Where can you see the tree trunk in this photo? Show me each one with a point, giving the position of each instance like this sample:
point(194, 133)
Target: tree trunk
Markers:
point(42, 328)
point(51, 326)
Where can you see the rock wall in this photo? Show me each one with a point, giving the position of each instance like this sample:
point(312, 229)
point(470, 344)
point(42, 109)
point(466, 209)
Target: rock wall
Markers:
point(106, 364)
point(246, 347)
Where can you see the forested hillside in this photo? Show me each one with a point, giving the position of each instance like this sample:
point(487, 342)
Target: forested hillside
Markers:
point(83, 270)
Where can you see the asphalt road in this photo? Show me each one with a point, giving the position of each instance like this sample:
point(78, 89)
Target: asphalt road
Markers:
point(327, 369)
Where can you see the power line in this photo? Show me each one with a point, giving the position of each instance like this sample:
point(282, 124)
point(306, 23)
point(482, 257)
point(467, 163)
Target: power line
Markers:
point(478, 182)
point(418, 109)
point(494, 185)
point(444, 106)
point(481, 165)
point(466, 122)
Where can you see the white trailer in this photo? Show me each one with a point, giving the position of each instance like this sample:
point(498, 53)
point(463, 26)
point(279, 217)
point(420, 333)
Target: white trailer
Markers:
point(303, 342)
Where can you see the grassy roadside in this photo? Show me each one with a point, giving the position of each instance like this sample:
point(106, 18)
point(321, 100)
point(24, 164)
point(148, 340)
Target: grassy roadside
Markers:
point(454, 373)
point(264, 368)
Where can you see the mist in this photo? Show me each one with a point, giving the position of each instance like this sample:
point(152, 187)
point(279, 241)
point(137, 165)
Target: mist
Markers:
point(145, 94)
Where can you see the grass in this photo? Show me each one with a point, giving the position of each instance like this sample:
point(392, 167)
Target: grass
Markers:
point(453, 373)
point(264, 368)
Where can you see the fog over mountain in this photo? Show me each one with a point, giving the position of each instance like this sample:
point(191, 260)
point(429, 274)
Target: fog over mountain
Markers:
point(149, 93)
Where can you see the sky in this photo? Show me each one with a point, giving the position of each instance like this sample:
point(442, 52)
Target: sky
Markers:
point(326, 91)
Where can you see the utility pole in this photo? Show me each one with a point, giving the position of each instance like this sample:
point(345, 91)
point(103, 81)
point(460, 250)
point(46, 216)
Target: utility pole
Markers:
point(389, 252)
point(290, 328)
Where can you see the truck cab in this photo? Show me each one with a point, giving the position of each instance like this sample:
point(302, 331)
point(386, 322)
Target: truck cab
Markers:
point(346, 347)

--------------------

• **Task instructions**
Quote every one of the lines above verbatim, from the first through the last.

• **Task response**
Where can you see the tree trunk in this photo? Show me each one with a point, giving the position of each instance like this sample:
point(194, 133)
Target: tree trunk
Markers:
point(42, 328)
point(51, 326)
Where can you see the rock wall in this photo? Show me each one with a point, giving the position of each instance like this sample:
point(312, 229)
point(470, 344)
point(42, 109)
point(466, 209)
Target: rock wall
Markers:
point(106, 364)
point(246, 347)
Where can you see the forested hillside in this photo? Show me each one with a point, giving the position of each instance like this sample:
point(487, 342)
Target: forested hillside
Markers:
point(83, 270)
Where can you see the asphalt road in this photo? Show me each one with a point, giving the position of each instance like this sample:
point(78, 89)
Target: asphalt road
Markers:
point(327, 369)
Where can you see the power line in this photo? Show me each one with a point, giving the position of each instance like this sample:
point(282, 124)
point(306, 23)
point(482, 257)
point(467, 163)
Target: power line
Markers:
point(478, 182)
point(418, 109)
point(494, 185)
point(444, 106)
point(481, 165)
point(466, 122)
Where can you see the white trailer in this photo? Show me each one with a point, giving the position of each instance like this sample:
point(498, 53)
point(463, 26)
point(279, 217)
point(420, 333)
Target: white trailer
Markers:
point(303, 342)
Where can you see the grassy roadside in this photo? Show me each one with a point, giving the position of each instance like this sample:
point(106, 18)
point(321, 100)
point(24, 164)
point(148, 340)
Target: grassy roadside
Markers:
point(454, 373)
point(264, 368)
Where can you see the mist in this photo? Show me each one with a point, giving the position of each instance like this sample:
point(152, 187)
point(279, 241)
point(137, 165)
Target: mist
Markers:
point(145, 94)
Where can you see the grass in this photo? Show me each one with a point, giving the position of each instance like this sample:
point(392, 167)
Target: grass
Markers:
point(453, 373)
point(264, 368)
Where can you see the fog over mountain in this photo? Show me each one with a point, giving the position of each instance like this sample:
point(191, 260)
point(429, 274)
Target: fog over mountain
Markers:
point(149, 93)
Where can you see the sky in this photo? Show me each one with a point, giving the position of each instance like this sample:
point(442, 52)
Target: sky
Markers:
point(326, 91)
Where can you see the utility pole in this photo? Show me each one with a point, giving the position of each instance like this sample:
point(345, 91)
point(103, 81)
point(460, 250)
point(46, 216)
Target: utility pole
Markers:
point(389, 252)
point(290, 328)
Where can you see the truck cab in this photo? Show me each one with a point, giving the position of each instance like this sample:
point(302, 331)
point(386, 322)
Target: truck cab
Markers:
point(346, 347)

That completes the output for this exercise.